* [YOUR GOAL]
Return every one of the records below verbatim, line for line, with nothing changed.

Coordinate annotation entries:
· · · · · · ·

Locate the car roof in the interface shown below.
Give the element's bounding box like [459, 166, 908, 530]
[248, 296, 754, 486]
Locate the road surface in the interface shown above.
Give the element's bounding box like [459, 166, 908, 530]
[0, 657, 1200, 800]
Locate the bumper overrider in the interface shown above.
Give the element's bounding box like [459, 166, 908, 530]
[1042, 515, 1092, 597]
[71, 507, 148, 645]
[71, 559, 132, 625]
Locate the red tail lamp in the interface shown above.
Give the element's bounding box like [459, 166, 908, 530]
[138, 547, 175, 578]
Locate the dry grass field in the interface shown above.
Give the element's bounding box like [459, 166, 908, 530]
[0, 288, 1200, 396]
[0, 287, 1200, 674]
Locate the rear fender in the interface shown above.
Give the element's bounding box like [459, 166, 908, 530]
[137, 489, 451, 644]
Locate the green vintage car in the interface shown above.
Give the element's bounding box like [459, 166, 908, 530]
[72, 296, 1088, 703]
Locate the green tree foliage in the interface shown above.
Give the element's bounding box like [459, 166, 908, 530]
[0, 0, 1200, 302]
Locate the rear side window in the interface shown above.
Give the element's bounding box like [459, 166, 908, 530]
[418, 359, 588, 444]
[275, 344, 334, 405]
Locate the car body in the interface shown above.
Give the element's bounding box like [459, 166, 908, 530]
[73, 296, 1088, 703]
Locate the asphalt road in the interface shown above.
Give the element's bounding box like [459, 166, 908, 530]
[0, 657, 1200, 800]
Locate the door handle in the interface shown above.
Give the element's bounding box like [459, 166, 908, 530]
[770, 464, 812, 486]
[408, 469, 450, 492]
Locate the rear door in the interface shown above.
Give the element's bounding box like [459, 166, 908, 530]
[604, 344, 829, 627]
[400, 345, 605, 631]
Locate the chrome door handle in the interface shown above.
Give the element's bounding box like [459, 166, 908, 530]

· · · · · · ·

* [WRITTEN SOLUTION]
Locate the car roof in the interface shown below.
Give the element's bounding box like [459, 166, 908, 530]
[248, 296, 754, 486]
Locate the road surface in the interface shown above.
Give the element's bounding box like [459, 166, 908, 530]
[0, 657, 1200, 800]
Locate the bumper overrider in the interface shown above.
Give the element's bounding box like [459, 166, 908, 530]
[1042, 515, 1092, 597]
[71, 507, 148, 645]
[71, 559, 132, 625]
Locate the red tail lamp in the interface shown above.
Give the element's bounding box like [459, 166, 908, 530]
[138, 547, 175, 578]
Locate the dry grass field in the interface shown above.
Give the element's bounding box like [459, 166, 908, 530]
[0, 288, 1200, 396]
[0, 287, 1200, 674]
Locate the rear fender in the interface shown above.
Give the element's bounding box like [459, 166, 908, 530]
[137, 489, 451, 644]
Locate the green vintage car in the interface shown above.
Give the element's bounding box like [459, 166, 908, 530]
[72, 296, 1088, 703]
Locate the green tree foliage in the interface shown above.
Give the element's bounding box like [459, 166, 908, 530]
[0, 0, 1200, 302]
Locate the rear side window in the interface shown above.
Give the element's bounding box like [459, 166, 908, 530]
[418, 359, 588, 444]
[275, 344, 334, 405]
Locate the car body in the interface shown above.
Give the element's bounding box like [459, 166, 908, 530]
[73, 296, 1088, 703]
Locate the asphalt road in the interface shown above.
Give the element's bounding box like [459, 166, 908, 530]
[0, 657, 1200, 800]
Locate the door handle in the interface shown above.
Give the element's bounding box like [459, 166, 908, 530]
[770, 464, 812, 486]
[408, 469, 450, 492]
Locate the rear door in the interface shown above.
Give the element's bounding box like [459, 166, 908, 530]
[604, 344, 829, 627]
[400, 345, 605, 631]
Locate the chrome door handle in the interface shown above.
Give the element's bounding box like [459, 166, 908, 530]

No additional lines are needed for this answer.